** Supplied data **
• • • •

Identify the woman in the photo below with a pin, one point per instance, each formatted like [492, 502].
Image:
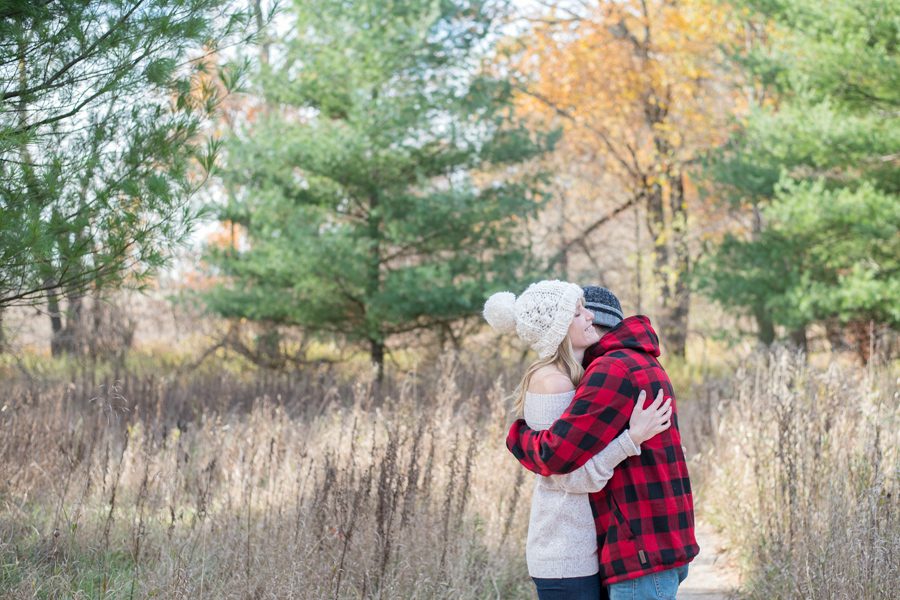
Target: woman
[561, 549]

• • • •

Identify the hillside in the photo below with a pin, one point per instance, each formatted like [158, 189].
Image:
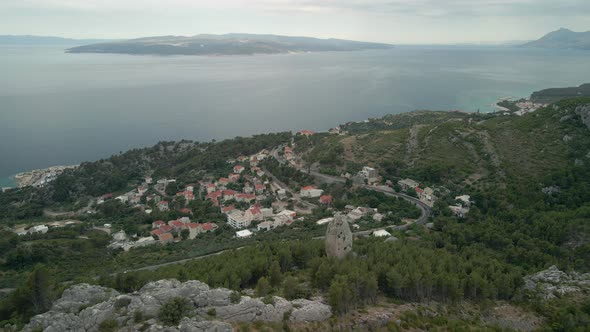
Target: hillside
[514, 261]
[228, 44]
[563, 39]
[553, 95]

• • • •

** Aim of the task **
Sift the material for lines that include the word "with", and copy each one.

** Result of the task **
Identify the woman in the photo below with a pin, one point per instance, each formatted like [492, 502].
Identify the hillside in the photo below with a pin, one point per instance, each formatted like [158, 189].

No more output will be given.